-- Begin Supplied data --

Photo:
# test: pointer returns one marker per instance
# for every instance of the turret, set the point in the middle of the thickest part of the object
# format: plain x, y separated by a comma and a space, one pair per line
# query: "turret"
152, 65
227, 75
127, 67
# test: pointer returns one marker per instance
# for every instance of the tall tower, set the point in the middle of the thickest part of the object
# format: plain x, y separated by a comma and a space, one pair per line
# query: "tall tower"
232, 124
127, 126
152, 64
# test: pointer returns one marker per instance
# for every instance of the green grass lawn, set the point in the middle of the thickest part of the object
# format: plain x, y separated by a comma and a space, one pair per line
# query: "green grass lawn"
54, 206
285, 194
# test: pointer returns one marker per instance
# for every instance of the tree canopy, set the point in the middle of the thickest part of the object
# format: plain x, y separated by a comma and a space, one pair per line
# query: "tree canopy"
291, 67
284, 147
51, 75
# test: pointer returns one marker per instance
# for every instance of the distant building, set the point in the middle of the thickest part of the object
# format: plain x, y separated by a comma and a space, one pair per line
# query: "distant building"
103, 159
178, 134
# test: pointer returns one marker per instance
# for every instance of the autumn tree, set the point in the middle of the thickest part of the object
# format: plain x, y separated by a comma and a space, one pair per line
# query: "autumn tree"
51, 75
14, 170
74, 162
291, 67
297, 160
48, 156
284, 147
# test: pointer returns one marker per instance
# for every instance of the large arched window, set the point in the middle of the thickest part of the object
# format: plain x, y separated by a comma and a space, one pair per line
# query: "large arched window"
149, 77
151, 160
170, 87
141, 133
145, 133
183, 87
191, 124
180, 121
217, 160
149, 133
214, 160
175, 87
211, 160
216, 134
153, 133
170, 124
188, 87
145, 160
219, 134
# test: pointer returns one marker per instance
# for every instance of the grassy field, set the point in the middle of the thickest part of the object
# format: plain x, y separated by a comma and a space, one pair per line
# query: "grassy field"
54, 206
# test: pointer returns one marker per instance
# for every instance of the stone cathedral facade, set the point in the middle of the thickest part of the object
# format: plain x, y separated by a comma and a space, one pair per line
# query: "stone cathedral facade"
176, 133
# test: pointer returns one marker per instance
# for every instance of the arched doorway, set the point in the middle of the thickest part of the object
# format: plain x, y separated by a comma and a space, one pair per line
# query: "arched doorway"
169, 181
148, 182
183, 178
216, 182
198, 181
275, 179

-- End Supplied data --

Would you write down every record again, exactly?

Exercise result:
Photo:
# test: pointer returns one marker per instance
# for every instance of the turret, set the point in the middle of the thickest part of the object
# format: plain x, y separated by a comma and a space, one pair per line
# query: "turret"
152, 65
227, 75
127, 67
# test: pointer returns one marker per instance
# for every instance of the tall tower, set the point in the middle of the thickest part of the object
# format: plain x, y separated by a comma and a space, one pair per line
# query: "tall tower"
232, 124
127, 126
152, 64
# test: pointer returns one marker per instance
# for every instance of the green grass lawn, set the point in the middle of the thickest part of the object
# format: plain x, y separated by a comma and a space, one pair per line
# query: "green grass lawn"
54, 206
285, 194
# test: pointer returns one marker per instance
# for every instance of the tree canopy, set the point in the middle of the thickest part of the object
# format: plain x, y separated by a comma and a space, one pair per line
# query: "tree canopy"
291, 67
284, 147
51, 75
# test: pointer returns one marker per instance
# for every instance of the distant building, set the point in the middle of the thickest part of the object
# format: plain x, y separated by a comma and a space, one pair per line
# query: "distant building"
103, 159
178, 134
# test: pointer returns one marker per instance
# for every instance of the autumn tree, set the point in the middle of the thickest part of the object
# format: plain x, y separated by a comma and a space, one pair per line
# query: "autumn tree"
51, 75
14, 170
74, 162
291, 67
297, 160
48, 156
284, 147
# test: pointer returns one marker per instance
# for every instance of the large arched window, set the point in the middle of the thickest part of the object
# format: plain x, y separated by a comma and a space, one pair per line
# query: "large arched window"
149, 77
151, 160
170, 87
141, 133
145, 133
183, 87
191, 124
180, 121
217, 160
149, 133
214, 160
175, 87
211, 160
216, 134
153, 133
170, 124
188, 87
145, 160
219, 134
# test: pointer returns one marker per instance
# for every instance of the grassy field, set the point in the middle of the thickest part of the object
# format: plain x, y separated by a comma and a space, one pair per line
# query: "grassy field"
54, 206
# test: pointer returns one marker per instance
# for every instance of the stone cathedral facade, set the point in the middle of the thickest part of the object
# format: plain x, y separated by a comma and a space, one pair per line
# query: "stone cathedral facade"
176, 133
# test: pointer returns one marker per instance
# for every instance of the arched doorway, set the point in the middle of the thickest part of the object
# format: plain x, y separated by a comma and a space, one pair per line
# query: "arched doorway"
169, 181
148, 182
183, 178
216, 182
198, 181
275, 179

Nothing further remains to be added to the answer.